# TEXT PASSAGE
= Beginning of Section =

May 18, 2005 09:14
So I think about everything and Ive come to the conclusion:
Fuck everyone who ever said that they wouldn't hurt me. Fuck everyone who said theyd be there, and fuck me. I dont like liars, and I always tell people dont tell me that if you cant keep it..
I dont get why I can volunteer and make so many others smile, but not myself. I hate that I cant be around direct care without crying now, and around kids without wondering. I hate that so much changed, and I blame myself for it, and the only person I want to hear "You did it all for the right reasons" wont talk. Maybe I was being selfish then, or maybe I am now by wishing- but maybe I could found all the reasons had I stuck with it...
Because the last month I was at ESU I tried figuring everything out- I tried remembering why I was there, because I couldnt I didnt want to begin that year I wanted to be done Jan of 2004- and I stayed. So when I did that and I took that time I put other things aside- because I didnt know how to deal, and now you know its biting me in the ass. I finally started taking advice to try and make myself happy- but no.... that doesnt last does it.

= End of Section =

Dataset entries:

= Beginning of Section =

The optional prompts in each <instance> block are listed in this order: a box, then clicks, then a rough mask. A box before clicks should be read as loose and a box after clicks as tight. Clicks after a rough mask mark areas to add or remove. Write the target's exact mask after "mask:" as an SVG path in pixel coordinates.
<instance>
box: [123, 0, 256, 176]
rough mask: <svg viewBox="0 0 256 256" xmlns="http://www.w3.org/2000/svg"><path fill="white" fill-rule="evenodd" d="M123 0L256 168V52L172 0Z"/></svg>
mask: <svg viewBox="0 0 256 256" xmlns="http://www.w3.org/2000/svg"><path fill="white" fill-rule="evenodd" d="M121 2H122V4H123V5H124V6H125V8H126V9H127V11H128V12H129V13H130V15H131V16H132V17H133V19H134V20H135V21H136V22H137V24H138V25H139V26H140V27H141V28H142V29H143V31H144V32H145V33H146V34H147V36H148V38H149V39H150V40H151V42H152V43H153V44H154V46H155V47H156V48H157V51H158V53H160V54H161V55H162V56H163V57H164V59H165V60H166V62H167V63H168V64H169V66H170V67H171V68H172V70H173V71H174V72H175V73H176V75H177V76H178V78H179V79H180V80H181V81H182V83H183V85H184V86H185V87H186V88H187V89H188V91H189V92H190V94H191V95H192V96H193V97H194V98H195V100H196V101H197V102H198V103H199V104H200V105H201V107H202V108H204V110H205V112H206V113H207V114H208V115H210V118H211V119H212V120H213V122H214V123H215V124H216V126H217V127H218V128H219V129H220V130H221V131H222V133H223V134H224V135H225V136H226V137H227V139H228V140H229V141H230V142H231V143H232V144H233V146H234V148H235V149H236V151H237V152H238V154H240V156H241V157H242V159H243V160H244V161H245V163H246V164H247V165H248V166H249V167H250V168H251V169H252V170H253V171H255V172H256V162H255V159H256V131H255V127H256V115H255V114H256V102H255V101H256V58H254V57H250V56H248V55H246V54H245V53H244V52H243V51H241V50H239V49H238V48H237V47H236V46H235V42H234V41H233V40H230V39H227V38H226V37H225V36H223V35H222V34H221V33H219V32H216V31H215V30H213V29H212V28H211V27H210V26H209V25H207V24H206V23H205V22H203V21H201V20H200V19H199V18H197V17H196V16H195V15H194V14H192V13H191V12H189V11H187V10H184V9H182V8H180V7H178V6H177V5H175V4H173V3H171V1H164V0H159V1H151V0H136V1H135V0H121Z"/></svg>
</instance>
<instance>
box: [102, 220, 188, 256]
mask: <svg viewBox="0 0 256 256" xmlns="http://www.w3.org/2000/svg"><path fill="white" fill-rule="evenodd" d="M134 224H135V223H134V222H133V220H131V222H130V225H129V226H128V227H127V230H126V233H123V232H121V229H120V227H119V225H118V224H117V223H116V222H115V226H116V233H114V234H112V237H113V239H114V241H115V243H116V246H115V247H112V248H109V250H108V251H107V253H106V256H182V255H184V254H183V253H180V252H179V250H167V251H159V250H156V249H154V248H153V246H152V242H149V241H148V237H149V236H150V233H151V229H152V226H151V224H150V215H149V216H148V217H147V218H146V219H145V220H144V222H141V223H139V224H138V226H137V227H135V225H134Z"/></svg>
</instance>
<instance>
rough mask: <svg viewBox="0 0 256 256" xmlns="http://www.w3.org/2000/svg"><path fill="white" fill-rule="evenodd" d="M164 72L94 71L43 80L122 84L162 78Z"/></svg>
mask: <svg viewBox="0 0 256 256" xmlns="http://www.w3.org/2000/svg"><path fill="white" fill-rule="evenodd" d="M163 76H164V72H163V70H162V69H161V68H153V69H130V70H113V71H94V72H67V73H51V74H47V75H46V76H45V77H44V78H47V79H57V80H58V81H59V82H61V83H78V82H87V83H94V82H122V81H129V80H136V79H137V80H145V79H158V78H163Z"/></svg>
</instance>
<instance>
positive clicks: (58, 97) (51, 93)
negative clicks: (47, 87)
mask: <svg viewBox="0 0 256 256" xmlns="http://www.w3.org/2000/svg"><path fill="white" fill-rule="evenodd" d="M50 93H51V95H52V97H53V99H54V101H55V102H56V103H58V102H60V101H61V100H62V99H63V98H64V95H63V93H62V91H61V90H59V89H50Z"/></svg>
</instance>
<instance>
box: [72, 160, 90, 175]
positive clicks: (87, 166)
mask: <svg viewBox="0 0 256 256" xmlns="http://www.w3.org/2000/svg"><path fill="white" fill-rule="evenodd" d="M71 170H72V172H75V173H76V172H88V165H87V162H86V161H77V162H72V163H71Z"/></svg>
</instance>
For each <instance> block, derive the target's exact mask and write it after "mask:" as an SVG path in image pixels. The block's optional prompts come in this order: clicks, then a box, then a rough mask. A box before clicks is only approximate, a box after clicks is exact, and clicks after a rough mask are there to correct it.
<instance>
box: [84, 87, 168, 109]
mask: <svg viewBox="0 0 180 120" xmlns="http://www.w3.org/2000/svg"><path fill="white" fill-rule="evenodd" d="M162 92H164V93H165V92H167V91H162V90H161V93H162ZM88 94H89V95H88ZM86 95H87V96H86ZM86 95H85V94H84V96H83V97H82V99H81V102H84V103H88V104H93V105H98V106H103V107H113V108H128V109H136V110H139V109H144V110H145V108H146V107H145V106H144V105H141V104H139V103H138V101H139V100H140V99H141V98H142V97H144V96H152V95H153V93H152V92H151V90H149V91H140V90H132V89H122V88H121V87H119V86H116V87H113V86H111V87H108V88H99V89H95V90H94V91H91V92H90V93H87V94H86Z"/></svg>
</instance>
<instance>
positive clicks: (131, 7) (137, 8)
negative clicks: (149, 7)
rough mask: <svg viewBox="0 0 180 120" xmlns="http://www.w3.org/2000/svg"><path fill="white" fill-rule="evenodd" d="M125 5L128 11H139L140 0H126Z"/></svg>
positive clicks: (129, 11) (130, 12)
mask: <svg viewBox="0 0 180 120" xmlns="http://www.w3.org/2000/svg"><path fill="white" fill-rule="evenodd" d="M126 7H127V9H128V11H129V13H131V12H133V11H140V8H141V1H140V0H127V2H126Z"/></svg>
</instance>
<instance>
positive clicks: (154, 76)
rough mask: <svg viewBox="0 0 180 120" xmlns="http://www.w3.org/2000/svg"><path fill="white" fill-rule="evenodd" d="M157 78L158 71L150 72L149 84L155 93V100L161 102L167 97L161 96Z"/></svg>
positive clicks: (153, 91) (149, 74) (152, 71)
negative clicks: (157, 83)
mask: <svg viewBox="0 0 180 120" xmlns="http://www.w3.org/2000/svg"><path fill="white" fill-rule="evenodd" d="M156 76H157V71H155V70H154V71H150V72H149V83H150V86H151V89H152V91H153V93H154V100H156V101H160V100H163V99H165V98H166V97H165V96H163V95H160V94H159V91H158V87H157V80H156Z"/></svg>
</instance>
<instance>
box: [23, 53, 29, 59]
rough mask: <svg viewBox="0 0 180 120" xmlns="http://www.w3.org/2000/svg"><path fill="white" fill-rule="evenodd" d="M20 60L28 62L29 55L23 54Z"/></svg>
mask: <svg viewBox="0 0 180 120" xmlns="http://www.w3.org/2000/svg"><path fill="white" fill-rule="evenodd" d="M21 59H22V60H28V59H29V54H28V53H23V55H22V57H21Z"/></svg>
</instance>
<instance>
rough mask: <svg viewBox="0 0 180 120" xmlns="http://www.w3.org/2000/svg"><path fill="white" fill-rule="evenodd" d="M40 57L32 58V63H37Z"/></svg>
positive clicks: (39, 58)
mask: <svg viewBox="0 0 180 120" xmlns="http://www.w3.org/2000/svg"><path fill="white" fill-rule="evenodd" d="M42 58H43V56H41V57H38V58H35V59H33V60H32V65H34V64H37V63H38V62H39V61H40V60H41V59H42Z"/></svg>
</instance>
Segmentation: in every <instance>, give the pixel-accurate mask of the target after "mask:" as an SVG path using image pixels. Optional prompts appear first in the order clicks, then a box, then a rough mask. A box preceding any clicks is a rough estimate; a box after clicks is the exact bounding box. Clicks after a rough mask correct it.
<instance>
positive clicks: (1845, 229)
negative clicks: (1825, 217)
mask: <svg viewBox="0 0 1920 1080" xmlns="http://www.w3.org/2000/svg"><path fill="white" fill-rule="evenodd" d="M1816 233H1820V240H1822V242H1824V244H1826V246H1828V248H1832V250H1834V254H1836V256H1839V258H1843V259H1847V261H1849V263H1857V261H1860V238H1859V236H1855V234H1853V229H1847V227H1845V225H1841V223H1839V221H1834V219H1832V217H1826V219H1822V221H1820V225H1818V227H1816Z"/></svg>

= End of Section =

# EXERCISE TASKS
#1 Condense the paragraph of the journal entry that begins "I dont get why I can volunteer" into a shorter version that keeps its main facts.
#2 Find every line in the records that contains the string "negative" and copy each of those lines.

# ANSWERS PER TASK
#1 I can make others smile through volunteering, but not myself. Now I cry around direct care and can't be near kids without wondering. I hate how much has changed and blame myself. The one person I want to hear say "You did it all for the right reasons" won't talk to me. Maybe I was selfish then, or am now for wishing. Maybe I could have found all the reasons if I had stuck with it.

#2
negative clicks: (47, 87)
negative clicks: (149, 7)
negative clicks: (157, 83)
negative clicks: (1825, 217)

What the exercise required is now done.